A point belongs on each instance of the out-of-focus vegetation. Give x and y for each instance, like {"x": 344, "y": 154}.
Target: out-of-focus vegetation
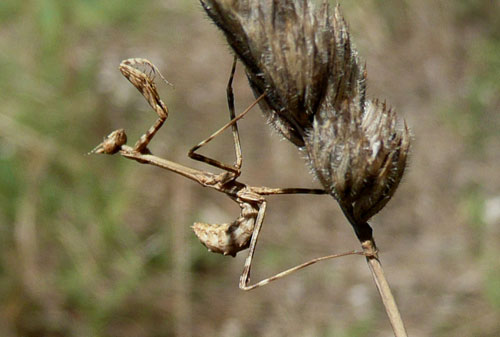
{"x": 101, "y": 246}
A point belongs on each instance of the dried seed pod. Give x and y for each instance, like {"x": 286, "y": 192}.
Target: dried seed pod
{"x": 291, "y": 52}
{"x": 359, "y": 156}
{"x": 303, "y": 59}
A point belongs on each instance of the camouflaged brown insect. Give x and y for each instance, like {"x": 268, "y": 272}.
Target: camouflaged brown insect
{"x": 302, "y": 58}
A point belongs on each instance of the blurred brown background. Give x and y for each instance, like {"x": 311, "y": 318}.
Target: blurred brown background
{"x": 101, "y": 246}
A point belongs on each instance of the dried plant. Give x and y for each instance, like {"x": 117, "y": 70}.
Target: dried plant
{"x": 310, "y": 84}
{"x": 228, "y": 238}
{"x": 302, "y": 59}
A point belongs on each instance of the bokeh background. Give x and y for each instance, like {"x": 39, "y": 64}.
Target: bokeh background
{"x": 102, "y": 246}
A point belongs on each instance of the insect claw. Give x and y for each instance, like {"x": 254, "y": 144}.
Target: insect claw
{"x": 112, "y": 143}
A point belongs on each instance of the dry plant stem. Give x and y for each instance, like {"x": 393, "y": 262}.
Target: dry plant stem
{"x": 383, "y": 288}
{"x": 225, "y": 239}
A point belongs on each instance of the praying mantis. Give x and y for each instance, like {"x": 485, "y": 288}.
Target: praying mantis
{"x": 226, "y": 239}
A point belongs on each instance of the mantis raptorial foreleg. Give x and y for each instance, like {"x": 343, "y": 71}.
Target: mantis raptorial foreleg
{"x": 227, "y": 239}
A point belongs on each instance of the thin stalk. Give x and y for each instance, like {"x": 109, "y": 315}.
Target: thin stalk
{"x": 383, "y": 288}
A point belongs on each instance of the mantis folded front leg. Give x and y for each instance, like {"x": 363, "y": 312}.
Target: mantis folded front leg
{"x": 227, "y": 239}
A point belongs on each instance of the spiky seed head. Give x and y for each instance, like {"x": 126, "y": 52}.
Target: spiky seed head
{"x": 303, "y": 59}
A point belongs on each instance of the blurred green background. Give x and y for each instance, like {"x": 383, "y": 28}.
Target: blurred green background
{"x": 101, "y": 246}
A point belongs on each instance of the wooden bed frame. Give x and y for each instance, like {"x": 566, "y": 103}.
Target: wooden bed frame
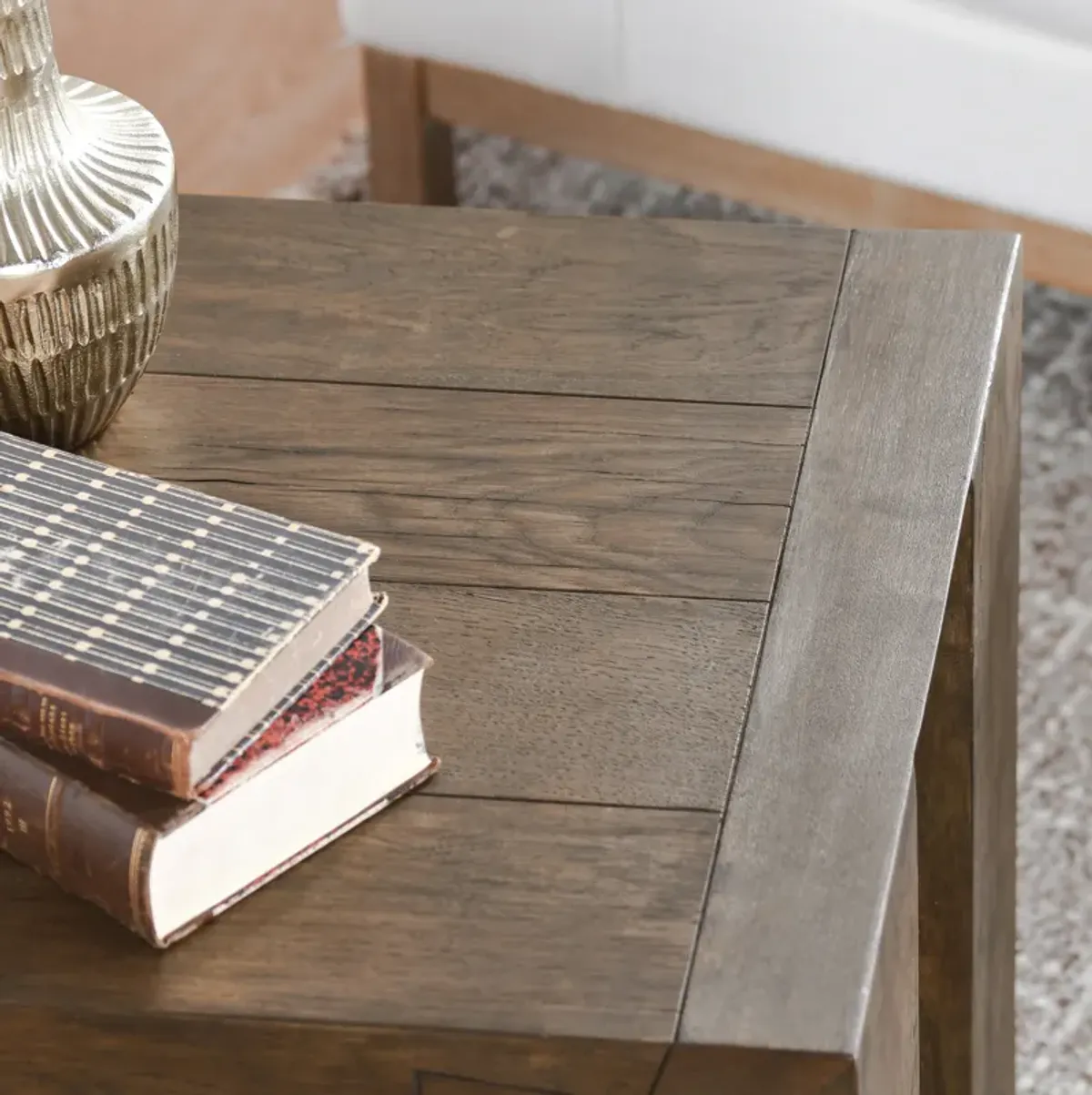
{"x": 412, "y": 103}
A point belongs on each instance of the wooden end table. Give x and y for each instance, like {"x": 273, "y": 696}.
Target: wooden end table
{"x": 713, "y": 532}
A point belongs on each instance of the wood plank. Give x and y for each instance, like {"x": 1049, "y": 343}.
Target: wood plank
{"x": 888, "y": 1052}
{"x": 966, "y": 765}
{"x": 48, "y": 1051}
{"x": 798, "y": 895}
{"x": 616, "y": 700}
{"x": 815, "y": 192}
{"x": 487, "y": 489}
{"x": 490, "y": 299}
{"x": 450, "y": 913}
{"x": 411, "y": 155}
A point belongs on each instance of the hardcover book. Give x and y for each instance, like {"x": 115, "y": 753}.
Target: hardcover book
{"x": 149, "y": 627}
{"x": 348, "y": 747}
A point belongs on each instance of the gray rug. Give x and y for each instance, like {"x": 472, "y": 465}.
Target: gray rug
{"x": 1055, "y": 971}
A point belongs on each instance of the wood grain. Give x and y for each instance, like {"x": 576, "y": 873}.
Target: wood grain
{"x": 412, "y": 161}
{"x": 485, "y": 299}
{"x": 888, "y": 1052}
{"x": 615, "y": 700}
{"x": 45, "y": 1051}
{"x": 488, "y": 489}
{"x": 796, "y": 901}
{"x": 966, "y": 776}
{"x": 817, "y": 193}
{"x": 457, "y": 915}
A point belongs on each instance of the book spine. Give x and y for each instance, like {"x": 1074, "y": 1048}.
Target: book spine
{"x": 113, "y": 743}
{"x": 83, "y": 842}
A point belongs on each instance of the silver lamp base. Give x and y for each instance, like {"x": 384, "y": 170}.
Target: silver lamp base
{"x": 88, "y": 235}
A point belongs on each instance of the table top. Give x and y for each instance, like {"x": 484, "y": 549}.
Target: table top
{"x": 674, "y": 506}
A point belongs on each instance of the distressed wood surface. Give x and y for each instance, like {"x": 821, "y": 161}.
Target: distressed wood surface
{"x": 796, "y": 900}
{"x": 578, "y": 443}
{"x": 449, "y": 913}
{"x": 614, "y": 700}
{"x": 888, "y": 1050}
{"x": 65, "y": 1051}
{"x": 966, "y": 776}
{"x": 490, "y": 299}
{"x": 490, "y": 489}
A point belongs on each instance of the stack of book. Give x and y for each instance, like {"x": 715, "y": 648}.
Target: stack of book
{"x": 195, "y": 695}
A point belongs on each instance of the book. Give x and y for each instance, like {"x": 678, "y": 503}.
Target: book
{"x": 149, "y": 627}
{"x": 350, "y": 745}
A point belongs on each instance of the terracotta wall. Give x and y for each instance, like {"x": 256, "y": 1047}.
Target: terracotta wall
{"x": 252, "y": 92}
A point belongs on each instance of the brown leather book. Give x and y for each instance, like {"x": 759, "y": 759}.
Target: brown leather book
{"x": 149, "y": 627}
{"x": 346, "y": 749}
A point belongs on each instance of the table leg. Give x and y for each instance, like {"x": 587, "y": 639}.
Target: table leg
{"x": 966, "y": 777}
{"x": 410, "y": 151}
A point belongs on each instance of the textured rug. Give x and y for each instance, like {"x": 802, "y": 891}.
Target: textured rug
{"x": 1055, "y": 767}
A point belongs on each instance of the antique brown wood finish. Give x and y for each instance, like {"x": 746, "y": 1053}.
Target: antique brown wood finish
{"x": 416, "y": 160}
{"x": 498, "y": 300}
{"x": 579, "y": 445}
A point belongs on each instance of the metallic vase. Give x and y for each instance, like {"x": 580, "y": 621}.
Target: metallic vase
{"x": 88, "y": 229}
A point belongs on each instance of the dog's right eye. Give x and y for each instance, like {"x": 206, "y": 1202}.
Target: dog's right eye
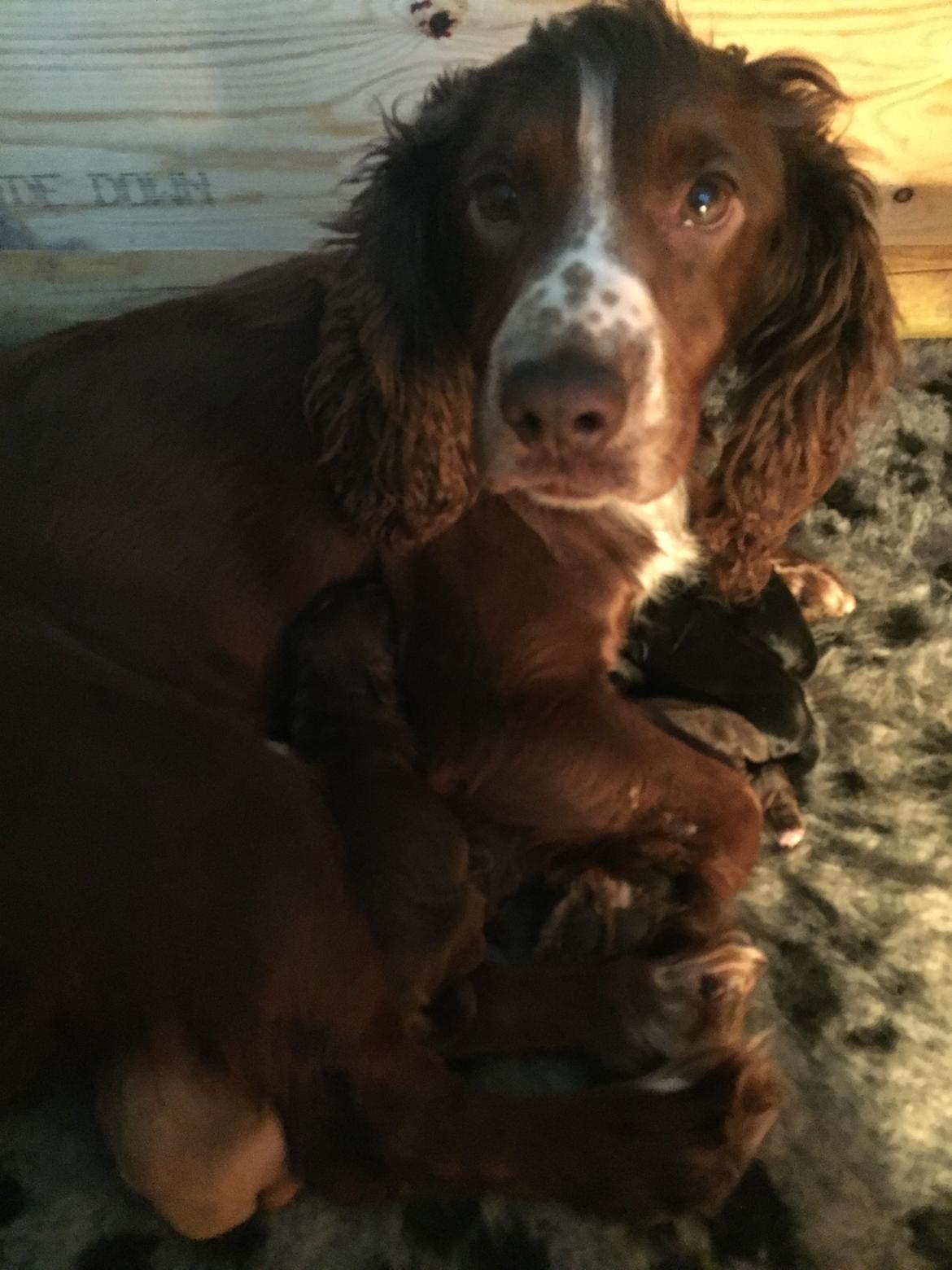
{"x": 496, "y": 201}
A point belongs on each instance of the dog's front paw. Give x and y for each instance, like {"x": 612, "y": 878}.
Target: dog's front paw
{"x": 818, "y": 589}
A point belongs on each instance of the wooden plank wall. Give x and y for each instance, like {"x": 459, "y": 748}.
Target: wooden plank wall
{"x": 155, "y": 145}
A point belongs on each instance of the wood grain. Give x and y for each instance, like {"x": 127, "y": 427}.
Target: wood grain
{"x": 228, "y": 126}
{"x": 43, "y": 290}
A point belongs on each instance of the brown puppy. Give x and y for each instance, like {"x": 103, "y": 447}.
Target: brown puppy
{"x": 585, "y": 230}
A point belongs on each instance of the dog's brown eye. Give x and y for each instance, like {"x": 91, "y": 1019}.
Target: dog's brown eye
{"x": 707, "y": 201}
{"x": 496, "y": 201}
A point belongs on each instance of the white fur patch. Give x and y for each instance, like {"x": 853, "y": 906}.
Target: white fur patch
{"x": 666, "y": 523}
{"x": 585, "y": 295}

******

--- TASK DETAILS ---
Return exactly the lines from the one containing "Target: brown puppy" through the last line of the records above, both included, and nothing else.

--- SOLUTION ---
Target: brown puppy
{"x": 585, "y": 230}
A point belongs on each instance of the dog's brown eye. Give x and y for each instance, like {"x": 91, "y": 1019}.
Target: dog's brown eye
{"x": 707, "y": 201}
{"x": 496, "y": 201}
A point belongs on each instance of the white fur patch. Give x and y for each instance, like {"x": 853, "y": 906}.
Target: white fur patch
{"x": 666, "y": 523}
{"x": 585, "y": 295}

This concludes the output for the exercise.